## REQUIREMENT A
Answer these questions about the regex question:
(i) What is the name of the variable that stores str(soup)?
(ii) What two things has the asker tried doing with the regex?
(iii) Which website has the asker been using to test the regex?

## EXTRACT
┌──

I am wanting to find a url inside of returned http headers. According to beautiful soup there is a way to use soup.find_all(re.compile("yourRegex")
to collect the regex matches in an array. However, I must be missing something from my regex, which has a match in the regex find of the text editor that I am using, but doesn't match insided of the following code:
from bs4 import BeautifulSoup import requests import re import csv import json import time import fileinput import urllib2
data = urllib2.urlopen("http://stackoverflow.com/questions/16627227/http-error-403-in-python-3-web-scraping").read()
soup = BeautifulSoup(data)
stringSoup = str(soup)
#Trying to use compile
print soup.find_all(re.compile("[a-zA-Z0-9\-\.]+\.(com|org|net|mil|edu|COM|ORG|NET|MIL|EDU)+([\w\-\.,@?^=%&:/~\+#]*[\w\-\@?^=%&/~\+#])?"))
I have tried putting ()
around the regex, as well as starting it with r
...what am I missing that is necessary?
I've also been using http://www.pythonregex.com/, putting [a-zA-Z0-9\-\.]+\.(com|org|net|mil|edu|COM|ORG|NET|MIL|EDU)+([\w\-\.,@?^=%&:/~\+#]*[\w\-\@?^=%&/~\+#])?
in the regex part and a url in the other part, but there's no match there either.
Thanks!

└──

## Point placement records
┌──

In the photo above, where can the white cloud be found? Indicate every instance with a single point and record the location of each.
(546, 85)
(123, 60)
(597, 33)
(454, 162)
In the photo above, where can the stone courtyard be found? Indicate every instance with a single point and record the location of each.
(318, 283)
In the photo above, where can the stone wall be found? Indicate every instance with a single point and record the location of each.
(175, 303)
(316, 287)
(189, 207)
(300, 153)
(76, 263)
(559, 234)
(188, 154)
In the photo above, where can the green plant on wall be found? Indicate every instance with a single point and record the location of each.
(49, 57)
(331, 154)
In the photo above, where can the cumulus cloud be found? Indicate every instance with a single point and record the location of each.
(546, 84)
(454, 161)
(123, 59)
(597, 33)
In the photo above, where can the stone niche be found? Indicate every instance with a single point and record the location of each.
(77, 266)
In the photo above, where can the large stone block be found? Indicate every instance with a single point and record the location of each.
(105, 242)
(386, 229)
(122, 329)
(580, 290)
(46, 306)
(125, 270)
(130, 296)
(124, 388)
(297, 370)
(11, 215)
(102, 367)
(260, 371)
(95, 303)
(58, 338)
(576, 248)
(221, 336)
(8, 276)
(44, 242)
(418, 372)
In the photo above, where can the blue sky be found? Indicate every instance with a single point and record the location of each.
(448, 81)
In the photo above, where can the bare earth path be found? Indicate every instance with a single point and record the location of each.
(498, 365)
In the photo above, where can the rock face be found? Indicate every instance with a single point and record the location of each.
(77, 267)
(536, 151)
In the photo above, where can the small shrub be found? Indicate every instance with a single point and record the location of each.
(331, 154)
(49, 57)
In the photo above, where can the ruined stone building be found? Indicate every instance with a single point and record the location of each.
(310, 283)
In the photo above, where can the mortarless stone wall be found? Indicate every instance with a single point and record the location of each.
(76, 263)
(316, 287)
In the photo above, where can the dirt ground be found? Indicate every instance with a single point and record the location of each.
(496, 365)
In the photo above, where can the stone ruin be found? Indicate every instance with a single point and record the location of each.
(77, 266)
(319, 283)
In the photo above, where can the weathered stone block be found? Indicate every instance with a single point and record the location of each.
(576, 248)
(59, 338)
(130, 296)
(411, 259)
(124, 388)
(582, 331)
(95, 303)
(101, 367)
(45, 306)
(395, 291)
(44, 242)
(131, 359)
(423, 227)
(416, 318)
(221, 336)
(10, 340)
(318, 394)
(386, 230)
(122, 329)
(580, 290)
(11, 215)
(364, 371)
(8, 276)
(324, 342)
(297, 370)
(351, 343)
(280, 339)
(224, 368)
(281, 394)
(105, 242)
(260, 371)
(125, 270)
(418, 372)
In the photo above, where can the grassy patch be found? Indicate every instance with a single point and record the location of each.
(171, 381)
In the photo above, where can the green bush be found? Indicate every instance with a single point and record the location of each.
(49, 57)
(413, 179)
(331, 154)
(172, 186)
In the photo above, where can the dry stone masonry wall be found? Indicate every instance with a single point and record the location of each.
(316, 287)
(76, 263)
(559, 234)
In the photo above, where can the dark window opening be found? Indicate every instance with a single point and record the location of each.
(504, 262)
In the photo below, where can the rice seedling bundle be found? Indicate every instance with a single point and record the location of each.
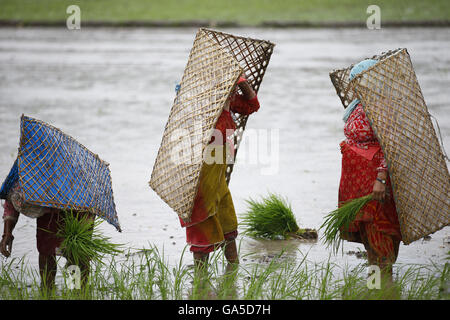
(340, 219)
(272, 218)
(82, 241)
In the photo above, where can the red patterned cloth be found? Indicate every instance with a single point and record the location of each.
(361, 138)
(377, 225)
(213, 218)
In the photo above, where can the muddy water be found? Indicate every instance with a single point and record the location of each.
(112, 90)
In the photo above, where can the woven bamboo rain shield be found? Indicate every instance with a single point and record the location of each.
(253, 55)
(394, 104)
(54, 170)
(207, 82)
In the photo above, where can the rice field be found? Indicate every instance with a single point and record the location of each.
(146, 275)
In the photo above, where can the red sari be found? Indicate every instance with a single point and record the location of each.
(377, 225)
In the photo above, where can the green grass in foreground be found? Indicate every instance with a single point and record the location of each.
(247, 12)
(147, 275)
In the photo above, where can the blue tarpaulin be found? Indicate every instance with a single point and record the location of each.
(56, 171)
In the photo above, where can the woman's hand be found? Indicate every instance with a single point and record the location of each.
(379, 191)
(379, 188)
(6, 244)
(247, 90)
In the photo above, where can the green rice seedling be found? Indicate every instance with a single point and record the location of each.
(82, 242)
(272, 218)
(339, 219)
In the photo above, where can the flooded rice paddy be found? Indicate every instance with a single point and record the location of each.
(112, 89)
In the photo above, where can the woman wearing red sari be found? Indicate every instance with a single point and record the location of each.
(364, 171)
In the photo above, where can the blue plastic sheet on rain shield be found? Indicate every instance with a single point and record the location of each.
(9, 182)
(56, 171)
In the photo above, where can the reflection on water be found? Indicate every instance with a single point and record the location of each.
(112, 90)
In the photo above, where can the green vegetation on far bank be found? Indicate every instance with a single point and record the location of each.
(242, 12)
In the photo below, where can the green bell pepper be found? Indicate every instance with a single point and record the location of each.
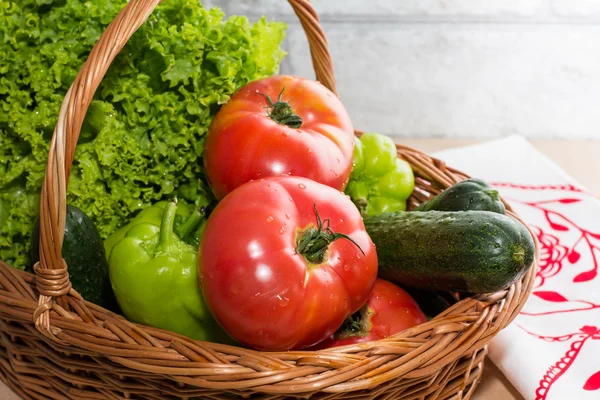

└──

## REQUIREMENT B
Rescale the records starting at the line that contains "In the photo above, where can the green vegetation" and ending at the end of the records. Write out every line again, requests included, with each point coordinate in the answers multiplied by 1.2 and rounded to a whole number (halves round up), and leave the pictures out of your answer.

## EXPECTED OUTPUT A
(i) stringSoup
(ii) Putting () around it and starting it with r
(iii) http://www.pythonregex.com/

## EXPECTED OUTPUT B
In the photo above, where can the green vegetation on far bank be found? Indicate every instance with a single point and record the location of each.
(290, 14)
In the photo below, where can the green bell pepper be found? Indicate every instance with a single point and record the location of each.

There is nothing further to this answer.